▶ [Description of the task] Please take the lines from the one holding "Where can the glass" through the one holding "Where can the cream" in the data below and copy them exactly.

Point-per-instance localization data
——————————

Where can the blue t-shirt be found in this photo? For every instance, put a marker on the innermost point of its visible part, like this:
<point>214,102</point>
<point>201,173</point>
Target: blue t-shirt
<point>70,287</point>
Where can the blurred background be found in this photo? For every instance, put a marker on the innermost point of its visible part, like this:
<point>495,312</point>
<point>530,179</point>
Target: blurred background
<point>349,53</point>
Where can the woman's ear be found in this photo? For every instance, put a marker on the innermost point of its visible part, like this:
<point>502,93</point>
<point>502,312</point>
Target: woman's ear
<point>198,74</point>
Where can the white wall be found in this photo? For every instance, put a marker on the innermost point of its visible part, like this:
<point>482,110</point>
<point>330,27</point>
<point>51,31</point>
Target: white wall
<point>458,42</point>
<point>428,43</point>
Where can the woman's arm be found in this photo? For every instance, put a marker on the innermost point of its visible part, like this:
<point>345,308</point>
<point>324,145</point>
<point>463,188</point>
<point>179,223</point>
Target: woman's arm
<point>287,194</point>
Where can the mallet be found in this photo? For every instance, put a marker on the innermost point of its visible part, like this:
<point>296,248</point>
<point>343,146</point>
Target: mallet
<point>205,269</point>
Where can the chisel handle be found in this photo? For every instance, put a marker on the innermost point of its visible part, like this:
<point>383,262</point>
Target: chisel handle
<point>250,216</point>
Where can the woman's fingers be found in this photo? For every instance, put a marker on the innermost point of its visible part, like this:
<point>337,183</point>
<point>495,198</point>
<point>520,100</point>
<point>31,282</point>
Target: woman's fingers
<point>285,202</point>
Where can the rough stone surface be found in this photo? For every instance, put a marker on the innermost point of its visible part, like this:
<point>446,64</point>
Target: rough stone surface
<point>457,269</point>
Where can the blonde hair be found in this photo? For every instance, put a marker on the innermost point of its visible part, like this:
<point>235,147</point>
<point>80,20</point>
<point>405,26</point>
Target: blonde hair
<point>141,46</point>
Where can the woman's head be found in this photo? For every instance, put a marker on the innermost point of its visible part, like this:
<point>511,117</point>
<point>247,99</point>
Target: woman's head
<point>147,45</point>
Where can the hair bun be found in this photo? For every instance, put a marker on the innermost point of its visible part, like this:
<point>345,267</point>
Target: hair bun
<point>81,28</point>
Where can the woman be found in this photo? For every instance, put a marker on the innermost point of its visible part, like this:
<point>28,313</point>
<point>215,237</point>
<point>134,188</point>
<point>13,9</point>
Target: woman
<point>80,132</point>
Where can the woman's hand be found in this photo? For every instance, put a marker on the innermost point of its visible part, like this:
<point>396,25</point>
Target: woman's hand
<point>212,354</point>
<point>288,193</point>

——————————

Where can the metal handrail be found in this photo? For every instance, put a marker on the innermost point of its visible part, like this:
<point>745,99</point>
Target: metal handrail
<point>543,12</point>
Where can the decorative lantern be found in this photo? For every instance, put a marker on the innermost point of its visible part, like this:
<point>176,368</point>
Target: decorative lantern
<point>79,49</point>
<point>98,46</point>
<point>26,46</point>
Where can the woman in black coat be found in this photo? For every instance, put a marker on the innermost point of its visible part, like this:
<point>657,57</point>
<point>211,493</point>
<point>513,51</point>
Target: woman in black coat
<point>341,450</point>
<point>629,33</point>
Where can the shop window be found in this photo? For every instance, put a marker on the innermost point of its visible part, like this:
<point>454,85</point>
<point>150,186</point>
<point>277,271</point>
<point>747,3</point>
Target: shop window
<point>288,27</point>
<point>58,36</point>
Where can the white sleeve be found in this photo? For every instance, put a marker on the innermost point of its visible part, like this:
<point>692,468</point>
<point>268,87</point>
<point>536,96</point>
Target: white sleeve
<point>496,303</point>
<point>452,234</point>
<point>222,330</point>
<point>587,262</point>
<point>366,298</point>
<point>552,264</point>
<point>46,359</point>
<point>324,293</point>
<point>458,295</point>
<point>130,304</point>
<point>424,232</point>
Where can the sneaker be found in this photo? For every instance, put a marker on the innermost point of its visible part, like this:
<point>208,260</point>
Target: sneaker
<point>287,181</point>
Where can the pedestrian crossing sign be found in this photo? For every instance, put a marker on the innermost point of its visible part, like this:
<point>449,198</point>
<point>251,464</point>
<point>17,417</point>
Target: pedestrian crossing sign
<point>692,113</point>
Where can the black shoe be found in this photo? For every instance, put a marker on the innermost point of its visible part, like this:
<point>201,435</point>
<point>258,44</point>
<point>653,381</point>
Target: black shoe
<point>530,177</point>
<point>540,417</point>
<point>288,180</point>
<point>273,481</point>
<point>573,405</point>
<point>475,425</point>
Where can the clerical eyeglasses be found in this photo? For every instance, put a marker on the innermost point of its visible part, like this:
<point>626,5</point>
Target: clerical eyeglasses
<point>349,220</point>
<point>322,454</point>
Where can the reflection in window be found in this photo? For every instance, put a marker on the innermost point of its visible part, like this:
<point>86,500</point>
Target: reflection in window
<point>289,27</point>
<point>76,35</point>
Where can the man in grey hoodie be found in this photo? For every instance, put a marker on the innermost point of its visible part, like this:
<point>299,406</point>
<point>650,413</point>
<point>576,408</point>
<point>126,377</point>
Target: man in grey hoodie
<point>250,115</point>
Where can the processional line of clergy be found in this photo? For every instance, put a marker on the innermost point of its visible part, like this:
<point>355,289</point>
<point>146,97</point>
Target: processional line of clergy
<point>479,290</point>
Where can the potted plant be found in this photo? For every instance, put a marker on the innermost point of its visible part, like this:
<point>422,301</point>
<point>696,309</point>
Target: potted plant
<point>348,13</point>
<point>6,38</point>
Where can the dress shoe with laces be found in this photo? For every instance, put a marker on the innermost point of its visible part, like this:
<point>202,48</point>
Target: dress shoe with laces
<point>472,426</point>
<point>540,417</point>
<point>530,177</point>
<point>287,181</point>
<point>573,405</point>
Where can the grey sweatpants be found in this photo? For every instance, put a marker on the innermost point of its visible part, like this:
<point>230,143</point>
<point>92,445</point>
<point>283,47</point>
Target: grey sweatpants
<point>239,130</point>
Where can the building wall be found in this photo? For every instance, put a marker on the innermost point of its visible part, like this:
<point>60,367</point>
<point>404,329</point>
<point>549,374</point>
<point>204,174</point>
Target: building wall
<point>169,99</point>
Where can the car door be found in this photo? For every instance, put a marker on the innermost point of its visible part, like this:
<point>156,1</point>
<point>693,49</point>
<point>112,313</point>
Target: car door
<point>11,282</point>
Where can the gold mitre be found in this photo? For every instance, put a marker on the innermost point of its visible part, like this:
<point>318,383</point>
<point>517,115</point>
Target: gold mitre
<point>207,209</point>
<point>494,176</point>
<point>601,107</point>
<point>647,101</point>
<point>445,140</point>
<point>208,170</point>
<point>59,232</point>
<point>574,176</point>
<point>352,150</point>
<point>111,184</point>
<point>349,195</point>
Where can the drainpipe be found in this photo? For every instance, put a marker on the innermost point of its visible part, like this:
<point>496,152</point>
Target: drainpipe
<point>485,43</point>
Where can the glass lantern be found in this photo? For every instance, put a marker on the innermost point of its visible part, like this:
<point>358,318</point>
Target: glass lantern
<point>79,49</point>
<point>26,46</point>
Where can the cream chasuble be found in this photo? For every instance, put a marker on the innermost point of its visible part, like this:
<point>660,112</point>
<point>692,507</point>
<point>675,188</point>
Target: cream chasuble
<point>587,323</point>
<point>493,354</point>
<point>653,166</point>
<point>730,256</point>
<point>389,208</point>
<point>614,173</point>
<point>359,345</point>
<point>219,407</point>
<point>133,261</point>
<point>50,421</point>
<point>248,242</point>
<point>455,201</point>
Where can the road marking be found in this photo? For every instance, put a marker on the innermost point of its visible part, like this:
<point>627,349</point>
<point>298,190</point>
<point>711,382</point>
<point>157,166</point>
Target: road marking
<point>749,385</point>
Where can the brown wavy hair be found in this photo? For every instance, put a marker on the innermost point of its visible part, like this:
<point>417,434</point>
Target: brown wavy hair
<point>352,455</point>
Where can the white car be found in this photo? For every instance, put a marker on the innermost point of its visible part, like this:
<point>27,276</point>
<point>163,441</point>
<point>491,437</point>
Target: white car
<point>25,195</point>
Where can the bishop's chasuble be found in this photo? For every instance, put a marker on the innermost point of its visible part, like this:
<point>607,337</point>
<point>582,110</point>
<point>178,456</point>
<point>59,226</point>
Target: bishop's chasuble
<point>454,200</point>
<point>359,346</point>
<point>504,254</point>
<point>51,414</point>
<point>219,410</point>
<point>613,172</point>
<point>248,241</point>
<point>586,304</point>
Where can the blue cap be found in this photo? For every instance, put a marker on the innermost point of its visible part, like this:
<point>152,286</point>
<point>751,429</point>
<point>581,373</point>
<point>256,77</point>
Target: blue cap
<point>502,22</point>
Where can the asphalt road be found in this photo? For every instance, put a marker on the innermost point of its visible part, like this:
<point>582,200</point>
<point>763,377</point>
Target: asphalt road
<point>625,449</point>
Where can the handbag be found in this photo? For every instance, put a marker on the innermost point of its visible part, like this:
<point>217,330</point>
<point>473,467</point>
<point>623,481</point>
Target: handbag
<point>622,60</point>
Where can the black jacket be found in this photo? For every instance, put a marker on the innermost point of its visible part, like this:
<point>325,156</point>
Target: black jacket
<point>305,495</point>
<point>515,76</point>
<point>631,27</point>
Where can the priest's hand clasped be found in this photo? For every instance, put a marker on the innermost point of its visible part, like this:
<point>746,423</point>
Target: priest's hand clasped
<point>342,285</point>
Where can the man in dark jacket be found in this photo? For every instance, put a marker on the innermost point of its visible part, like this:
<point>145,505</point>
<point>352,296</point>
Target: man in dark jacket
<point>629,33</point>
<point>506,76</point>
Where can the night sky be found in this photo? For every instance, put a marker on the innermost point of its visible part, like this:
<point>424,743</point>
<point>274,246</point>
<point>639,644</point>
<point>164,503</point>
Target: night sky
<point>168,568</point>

——————————

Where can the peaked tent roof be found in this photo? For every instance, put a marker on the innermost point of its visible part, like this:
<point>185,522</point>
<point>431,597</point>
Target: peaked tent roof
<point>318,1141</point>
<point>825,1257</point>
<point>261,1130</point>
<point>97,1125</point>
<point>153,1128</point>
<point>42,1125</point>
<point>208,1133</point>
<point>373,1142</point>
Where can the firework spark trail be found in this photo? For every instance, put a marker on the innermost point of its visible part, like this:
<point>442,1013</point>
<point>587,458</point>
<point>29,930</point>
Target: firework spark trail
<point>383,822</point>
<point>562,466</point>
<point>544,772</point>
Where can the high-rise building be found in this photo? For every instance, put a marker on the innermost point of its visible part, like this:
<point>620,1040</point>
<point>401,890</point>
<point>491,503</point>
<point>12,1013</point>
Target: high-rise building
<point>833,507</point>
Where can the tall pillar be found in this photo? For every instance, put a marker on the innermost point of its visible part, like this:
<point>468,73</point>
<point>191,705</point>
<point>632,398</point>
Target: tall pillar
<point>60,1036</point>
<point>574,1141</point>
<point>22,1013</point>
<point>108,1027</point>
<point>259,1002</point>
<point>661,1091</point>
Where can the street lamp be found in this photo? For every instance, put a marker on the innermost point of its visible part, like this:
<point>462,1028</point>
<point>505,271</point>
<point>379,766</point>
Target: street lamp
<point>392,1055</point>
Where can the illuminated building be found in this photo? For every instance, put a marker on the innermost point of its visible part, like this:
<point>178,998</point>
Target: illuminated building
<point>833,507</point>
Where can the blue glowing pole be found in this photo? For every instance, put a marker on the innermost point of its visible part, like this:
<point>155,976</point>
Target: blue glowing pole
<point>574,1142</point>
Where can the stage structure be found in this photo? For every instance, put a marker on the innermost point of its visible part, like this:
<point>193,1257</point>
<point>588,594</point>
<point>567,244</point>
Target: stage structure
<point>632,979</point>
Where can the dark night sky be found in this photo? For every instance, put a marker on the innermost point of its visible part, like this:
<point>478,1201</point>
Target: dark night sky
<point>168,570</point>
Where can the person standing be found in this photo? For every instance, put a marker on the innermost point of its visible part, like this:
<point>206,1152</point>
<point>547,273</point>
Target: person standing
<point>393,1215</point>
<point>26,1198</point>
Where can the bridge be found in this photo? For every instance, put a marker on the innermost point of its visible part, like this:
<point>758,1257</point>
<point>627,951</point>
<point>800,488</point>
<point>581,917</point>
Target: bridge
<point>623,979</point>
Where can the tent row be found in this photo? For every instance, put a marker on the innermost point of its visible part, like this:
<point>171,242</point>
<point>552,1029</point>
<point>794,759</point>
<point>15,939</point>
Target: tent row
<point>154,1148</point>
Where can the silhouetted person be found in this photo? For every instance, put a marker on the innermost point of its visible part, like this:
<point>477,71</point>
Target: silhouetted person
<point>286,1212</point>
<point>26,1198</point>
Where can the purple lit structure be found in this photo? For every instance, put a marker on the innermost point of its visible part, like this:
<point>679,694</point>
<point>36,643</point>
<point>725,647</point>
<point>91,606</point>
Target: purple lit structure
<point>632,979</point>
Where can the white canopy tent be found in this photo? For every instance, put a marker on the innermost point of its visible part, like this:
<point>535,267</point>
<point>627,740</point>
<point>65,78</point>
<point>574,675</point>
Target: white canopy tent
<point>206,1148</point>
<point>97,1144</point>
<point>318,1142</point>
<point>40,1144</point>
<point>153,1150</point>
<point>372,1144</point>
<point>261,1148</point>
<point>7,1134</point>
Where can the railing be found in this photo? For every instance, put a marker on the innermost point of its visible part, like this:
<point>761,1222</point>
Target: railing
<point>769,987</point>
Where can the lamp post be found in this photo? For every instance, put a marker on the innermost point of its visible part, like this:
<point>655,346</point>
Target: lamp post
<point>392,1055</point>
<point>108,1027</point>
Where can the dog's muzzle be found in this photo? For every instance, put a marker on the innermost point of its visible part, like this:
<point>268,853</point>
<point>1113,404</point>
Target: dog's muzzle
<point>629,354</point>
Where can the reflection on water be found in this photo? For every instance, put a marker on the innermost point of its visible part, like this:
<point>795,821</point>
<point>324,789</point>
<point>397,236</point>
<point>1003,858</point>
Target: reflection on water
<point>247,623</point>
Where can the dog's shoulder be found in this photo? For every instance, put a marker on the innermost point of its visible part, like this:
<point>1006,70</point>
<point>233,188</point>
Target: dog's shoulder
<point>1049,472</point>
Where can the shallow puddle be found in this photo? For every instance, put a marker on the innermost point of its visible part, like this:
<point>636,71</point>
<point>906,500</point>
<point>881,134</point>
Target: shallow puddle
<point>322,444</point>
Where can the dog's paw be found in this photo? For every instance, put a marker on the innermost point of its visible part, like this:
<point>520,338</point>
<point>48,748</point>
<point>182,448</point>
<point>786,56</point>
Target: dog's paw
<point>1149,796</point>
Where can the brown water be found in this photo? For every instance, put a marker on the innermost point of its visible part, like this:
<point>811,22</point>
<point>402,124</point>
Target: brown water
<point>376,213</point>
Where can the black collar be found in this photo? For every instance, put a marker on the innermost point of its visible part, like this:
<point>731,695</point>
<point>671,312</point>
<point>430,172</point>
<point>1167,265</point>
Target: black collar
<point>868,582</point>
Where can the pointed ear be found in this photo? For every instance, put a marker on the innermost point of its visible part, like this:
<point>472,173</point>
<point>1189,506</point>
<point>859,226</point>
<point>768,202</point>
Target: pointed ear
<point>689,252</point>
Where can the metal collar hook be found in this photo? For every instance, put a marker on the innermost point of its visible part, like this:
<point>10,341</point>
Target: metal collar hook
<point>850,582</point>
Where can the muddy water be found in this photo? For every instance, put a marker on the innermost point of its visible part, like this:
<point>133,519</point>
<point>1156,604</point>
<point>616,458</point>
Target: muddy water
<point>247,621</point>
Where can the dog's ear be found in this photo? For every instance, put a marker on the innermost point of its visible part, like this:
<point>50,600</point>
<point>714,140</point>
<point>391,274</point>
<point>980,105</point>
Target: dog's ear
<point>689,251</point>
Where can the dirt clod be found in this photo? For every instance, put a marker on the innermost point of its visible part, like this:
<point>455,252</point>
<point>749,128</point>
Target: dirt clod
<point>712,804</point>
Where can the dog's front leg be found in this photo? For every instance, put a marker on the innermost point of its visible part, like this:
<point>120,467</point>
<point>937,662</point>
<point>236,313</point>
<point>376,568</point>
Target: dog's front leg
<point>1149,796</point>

——————————

▶ [Worked solution]
Where can the glass lantern be found in this photo? For every instance, put a marker on the innermost point of its visible part, like this:
<point>358,318</point>
Target: glass lantern
<point>79,49</point>
<point>26,46</point>
Where can the cream chasuble be found in this photo? For every instance, put a marker on the innermost point of its visible part, like this:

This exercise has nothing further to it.